Beginning with the line containing "Detect overcast sky." and ending with the last line, repeat the records exactly.

____

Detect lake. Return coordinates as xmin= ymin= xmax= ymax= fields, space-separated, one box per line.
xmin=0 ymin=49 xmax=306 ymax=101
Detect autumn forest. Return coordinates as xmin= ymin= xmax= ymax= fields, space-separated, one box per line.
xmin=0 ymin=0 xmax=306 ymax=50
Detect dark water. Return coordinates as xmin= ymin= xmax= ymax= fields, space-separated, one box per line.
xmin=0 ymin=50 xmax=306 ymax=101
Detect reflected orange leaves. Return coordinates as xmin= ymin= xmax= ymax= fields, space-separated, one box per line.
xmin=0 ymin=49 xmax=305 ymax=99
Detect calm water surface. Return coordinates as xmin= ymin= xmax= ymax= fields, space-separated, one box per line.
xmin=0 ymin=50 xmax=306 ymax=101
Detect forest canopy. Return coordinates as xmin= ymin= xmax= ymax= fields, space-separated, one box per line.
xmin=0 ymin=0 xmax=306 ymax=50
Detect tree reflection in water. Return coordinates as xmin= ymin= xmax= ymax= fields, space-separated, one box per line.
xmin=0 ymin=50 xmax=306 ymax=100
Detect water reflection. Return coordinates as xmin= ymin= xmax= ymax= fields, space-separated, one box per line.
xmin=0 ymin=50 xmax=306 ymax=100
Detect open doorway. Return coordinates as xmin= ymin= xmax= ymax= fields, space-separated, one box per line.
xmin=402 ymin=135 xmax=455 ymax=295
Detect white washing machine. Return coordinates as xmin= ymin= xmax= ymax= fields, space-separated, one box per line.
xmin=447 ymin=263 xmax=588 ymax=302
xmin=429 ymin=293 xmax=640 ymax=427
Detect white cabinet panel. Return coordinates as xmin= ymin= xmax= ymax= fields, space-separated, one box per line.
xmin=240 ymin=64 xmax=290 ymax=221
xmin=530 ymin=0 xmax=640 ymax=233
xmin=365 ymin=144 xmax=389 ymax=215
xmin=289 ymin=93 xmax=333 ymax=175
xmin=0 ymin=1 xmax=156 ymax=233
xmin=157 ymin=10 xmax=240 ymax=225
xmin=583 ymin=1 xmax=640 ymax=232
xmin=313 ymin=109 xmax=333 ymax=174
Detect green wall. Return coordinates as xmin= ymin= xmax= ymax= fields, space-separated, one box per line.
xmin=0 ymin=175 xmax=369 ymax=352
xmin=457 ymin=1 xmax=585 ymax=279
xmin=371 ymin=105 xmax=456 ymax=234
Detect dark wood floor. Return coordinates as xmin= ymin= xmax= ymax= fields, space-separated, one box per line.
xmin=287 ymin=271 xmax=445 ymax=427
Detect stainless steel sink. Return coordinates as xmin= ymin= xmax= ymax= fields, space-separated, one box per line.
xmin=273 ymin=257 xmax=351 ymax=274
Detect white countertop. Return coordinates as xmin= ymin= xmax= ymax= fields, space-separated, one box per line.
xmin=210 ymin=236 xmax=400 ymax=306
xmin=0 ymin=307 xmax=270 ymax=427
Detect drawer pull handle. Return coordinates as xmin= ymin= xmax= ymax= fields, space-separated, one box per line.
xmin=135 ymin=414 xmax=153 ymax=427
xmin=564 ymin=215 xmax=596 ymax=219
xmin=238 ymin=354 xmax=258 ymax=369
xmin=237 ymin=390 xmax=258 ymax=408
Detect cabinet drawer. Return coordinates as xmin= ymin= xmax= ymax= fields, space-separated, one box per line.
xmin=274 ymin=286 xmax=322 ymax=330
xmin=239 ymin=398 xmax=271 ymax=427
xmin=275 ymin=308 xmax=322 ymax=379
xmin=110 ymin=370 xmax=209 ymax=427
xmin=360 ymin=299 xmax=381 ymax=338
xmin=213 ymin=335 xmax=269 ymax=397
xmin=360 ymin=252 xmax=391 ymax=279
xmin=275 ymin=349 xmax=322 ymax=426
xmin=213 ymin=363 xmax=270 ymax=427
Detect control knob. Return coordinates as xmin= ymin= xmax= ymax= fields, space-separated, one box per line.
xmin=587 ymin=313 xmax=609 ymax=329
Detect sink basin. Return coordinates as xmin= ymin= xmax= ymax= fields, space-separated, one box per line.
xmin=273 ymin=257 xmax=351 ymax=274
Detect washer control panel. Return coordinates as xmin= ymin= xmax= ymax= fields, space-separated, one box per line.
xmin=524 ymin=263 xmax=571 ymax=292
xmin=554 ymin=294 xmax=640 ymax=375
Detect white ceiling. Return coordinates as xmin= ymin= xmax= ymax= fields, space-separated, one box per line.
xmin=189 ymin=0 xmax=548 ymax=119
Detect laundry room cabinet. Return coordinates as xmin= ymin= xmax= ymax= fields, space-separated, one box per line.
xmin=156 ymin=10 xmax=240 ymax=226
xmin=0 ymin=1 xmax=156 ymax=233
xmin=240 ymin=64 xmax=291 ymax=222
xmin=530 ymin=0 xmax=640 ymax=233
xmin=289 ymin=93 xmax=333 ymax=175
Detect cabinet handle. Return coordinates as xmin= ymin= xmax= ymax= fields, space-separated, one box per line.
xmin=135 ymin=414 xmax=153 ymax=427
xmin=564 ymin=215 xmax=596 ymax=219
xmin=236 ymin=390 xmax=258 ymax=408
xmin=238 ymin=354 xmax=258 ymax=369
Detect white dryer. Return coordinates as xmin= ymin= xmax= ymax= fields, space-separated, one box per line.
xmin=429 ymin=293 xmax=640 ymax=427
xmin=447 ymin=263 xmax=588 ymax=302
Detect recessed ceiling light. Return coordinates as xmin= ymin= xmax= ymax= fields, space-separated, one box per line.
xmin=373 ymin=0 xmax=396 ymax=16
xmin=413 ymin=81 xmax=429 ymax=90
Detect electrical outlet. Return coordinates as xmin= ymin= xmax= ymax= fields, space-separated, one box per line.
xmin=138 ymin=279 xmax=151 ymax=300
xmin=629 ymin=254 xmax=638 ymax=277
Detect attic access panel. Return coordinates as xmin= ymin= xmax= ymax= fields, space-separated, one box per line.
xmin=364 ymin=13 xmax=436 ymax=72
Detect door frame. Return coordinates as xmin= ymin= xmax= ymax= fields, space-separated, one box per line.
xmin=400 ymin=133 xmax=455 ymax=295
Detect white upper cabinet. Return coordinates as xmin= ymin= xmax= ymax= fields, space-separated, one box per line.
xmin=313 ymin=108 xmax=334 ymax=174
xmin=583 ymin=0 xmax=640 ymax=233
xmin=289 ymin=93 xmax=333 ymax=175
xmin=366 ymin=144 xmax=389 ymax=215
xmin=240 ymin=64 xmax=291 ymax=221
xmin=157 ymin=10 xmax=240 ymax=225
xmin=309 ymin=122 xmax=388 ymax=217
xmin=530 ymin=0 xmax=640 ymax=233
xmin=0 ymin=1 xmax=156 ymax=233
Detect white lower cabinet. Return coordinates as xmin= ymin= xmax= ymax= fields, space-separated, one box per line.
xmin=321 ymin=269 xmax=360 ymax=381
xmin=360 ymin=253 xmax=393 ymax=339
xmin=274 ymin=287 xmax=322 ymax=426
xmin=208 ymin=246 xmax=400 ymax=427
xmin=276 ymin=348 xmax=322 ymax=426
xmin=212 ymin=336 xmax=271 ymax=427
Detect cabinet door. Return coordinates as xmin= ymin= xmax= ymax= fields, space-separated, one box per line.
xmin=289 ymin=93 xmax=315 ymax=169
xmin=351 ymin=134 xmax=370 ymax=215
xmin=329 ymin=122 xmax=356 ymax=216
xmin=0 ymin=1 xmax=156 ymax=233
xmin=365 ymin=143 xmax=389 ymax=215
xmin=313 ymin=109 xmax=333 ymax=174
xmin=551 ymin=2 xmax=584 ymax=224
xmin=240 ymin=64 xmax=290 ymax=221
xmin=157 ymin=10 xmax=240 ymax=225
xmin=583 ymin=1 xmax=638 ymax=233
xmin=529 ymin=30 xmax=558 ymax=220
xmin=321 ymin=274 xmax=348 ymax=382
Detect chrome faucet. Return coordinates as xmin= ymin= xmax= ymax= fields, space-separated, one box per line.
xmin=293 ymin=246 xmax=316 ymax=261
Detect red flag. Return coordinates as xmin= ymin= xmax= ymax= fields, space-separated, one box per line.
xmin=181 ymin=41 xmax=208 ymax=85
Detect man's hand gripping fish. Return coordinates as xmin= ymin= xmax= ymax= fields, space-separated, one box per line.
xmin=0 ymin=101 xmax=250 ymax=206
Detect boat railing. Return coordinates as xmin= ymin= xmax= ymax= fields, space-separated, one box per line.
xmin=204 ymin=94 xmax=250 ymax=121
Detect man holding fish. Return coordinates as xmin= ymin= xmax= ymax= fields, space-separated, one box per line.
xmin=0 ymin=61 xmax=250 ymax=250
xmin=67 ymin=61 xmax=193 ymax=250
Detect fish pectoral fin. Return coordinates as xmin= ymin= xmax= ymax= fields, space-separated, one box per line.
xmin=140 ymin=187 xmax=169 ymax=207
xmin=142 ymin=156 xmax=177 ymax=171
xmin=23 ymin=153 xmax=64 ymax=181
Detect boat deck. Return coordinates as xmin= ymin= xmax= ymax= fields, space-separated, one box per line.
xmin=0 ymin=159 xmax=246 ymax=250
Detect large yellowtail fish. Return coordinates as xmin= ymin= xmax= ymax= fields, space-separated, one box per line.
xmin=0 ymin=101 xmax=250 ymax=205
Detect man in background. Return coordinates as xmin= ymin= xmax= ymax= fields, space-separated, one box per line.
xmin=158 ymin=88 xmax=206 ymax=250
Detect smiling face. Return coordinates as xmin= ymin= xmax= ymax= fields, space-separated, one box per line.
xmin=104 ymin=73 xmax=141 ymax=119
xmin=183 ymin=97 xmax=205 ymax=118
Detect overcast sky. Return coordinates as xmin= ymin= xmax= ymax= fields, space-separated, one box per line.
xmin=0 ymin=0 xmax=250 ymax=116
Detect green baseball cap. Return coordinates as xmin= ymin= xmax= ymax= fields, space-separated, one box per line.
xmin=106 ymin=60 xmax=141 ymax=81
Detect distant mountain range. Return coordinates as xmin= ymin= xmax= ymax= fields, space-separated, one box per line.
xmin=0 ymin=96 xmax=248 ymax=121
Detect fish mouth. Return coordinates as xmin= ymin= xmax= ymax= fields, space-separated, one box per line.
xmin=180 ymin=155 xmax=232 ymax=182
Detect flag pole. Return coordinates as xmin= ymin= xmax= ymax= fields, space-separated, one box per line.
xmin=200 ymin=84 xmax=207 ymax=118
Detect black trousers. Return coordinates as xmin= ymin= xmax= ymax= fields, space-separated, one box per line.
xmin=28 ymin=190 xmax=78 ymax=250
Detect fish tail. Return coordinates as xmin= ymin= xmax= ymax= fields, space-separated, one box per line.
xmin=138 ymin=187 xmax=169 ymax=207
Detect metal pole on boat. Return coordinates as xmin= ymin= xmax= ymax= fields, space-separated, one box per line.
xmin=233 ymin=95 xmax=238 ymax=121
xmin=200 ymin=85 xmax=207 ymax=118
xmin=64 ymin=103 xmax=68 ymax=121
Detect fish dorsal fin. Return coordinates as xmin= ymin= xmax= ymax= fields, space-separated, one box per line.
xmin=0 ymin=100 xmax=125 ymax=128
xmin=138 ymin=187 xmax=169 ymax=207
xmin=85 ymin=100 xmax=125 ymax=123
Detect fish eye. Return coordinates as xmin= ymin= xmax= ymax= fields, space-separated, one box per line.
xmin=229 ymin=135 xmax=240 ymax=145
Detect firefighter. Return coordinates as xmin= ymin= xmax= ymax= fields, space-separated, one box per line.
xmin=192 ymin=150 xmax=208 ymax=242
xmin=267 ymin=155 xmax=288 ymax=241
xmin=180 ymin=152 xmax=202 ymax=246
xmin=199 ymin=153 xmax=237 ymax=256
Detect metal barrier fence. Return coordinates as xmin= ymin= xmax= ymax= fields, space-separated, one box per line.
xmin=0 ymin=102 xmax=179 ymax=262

____

◆ Final result
Detect overcast sky. Return coordinates as xmin= ymin= xmax= ymax= fields, space-separated, one box per line.
xmin=0 ymin=0 xmax=250 ymax=116
Detect green baseball cap. Return coordinates as xmin= ymin= xmax= ymax= fields, space-separated, one box per line.
xmin=106 ymin=60 xmax=141 ymax=81
Detect distant mountain range. Return coordinates as xmin= ymin= xmax= ymax= fields, space-separated, one box per line.
xmin=0 ymin=96 xmax=248 ymax=121
Detect fish mouth. Return coordinates as xmin= ymin= xmax= ymax= fields, space-separated, one box per line.
xmin=180 ymin=155 xmax=232 ymax=182
Detect flag pole. Return coordinates as xmin= ymin= xmax= ymax= fields, space-separated, one box per line.
xmin=200 ymin=84 xmax=207 ymax=118
Detect black trousers. Return coordinates as xmin= ymin= xmax= ymax= fields, space-separated, one box per line.
xmin=28 ymin=190 xmax=78 ymax=250
Detect fish tail. Return coordinates as xmin= ymin= xmax= ymax= fields, space-separated, one box per line.
xmin=138 ymin=187 xmax=169 ymax=207
Detect metal pole on boat. Return coordinates as xmin= ymin= xmax= ymax= fields, space-separated, one box per line.
xmin=233 ymin=95 xmax=238 ymax=121
xmin=200 ymin=85 xmax=207 ymax=118
xmin=64 ymin=103 xmax=68 ymax=121
Detect fish dorsal fin. Return coordinates as xmin= ymin= xmax= ymax= fields, space-separated, one box per line.
xmin=0 ymin=100 xmax=125 ymax=128
xmin=138 ymin=187 xmax=169 ymax=207
xmin=85 ymin=100 xmax=125 ymax=123
Detect fish eye. Return coordinates as xmin= ymin= xmax= ymax= fields, space-separated, one box per line.
xmin=229 ymin=135 xmax=240 ymax=145
Detect firefighter. Return coordinates as xmin= ymin= xmax= ymax= fields, space-separated, one box per line.
xmin=192 ymin=150 xmax=208 ymax=242
xmin=267 ymin=155 xmax=288 ymax=241
xmin=180 ymin=152 xmax=202 ymax=246
xmin=199 ymin=153 xmax=237 ymax=256
Detect metal barrier fence. Return coordinates as xmin= ymin= xmax= ymax= fields, space-separated, one box per line.
xmin=0 ymin=102 xmax=179 ymax=262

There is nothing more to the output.